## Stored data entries
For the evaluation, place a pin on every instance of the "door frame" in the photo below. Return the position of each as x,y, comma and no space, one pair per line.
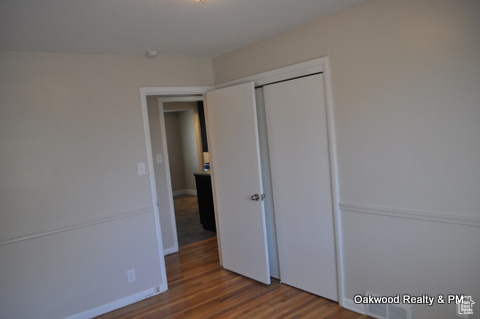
321,64
171,208
171,92
284,73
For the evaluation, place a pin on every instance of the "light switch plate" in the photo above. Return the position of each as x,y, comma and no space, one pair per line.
141,168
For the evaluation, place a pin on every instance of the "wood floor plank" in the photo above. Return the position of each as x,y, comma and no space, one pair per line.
200,288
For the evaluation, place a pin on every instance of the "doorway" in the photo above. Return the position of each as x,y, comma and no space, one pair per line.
187,158
153,101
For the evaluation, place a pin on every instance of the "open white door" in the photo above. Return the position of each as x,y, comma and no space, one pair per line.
235,157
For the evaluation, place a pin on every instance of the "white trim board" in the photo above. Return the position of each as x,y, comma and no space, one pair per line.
120,303
411,214
350,305
73,225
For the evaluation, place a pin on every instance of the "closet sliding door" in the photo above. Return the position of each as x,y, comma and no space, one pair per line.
300,173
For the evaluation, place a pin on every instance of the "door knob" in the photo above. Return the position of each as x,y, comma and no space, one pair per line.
257,197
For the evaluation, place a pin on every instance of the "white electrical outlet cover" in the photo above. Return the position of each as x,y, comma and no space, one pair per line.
141,169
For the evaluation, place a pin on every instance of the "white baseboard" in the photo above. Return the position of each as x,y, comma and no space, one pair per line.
170,250
185,192
120,303
350,305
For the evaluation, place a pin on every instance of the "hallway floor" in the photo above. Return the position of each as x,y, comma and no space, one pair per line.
189,228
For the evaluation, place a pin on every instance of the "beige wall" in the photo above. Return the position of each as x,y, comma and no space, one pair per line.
405,84
71,137
175,150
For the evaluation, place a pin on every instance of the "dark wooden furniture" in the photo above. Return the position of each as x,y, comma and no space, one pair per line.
205,200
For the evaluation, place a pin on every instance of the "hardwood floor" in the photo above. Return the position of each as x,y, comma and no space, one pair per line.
200,288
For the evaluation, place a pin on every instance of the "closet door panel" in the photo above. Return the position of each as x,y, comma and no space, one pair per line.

## WRITTEN INSTRUCTION
Copy the data word for word. Pictures do not go in the copy.

## CORRECT ANSWER
For the evaluation, place a pin on every instance of the "door frame" in the photo below. Return the position of each as x,y, comma and no space, one pair per line.
321,64
171,208
171,92
284,73
For the evaluation, place a pin on every instance of the "light switch plate" in the photo above. Return the position of each as x,y, comma and no space, one pair per line.
141,168
For the evaluation, place a pin on every instance of the "wood floor plank" in the photo above. Return the position of each as x,y, comma and no space, one pair per line.
200,288
For the evaluation, place a pin on every instance of the "doorway" in the photo above. Return the position of each as x,y, comma and no space, one pair per line.
187,158
153,101
For the evaluation, place a pin on every instance of the "open white door" in the photo above. Return the position of each as x,y, comma and no space, one pair per line.
235,157
For the evaluation, place a pin on every instance of the "white trim board" in the photo above. Return the position of each as x,y, comma and no space, one pair per line.
120,303
411,214
350,305
73,225
For the evaluation, place a pin on every instance of the "closet sliding door" in the photo above. Return the position of each as x,y, comma and no space, one pair per line.
300,173
For the evaluation, place a pin on every instance of the "door knob" in the photo above. Return the position of each as x,y, comma and no space, one pair per line.
257,197
For the evaluation, place a pin on every instance of the "white electrical outlet cover" in the photo above. Return the position of each as x,y, comma and no space, one pair per line.
141,169
For the evaluation, place a pin on every instance of the "white baseboard" in the photo above. Return the position of each as x,y, comma and no space, one pair per line.
170,250
185,192
120,303
350,305
For the evaluation, place a pin on every instance of the "hallway floor" in the photo above. Return the position of each as x,y, comma and no space, one pair per line.
189,228
For the evaluation, place a pin on every instance of the "beige wall" in the photo above. Return the position of each as x,y, comma and no space, one pair per line.
405,84
71,137
175,150
For the evaluation, place a pin on every instance of the "dark wooden furniture" in the photo above. Return the position of each as x,y, comma and no space, one pair per line.
205,200
For the evaluation, place a pin on every instance of the "hardwood floor" in the photo above. Return the position of each as x,y, comma and no space, one pair per line.
200,288
For the evaluation, place a pin on every instance of the "closet door panel" in the photo above. Return the position of each as x,y, comma and no space, one pair per line.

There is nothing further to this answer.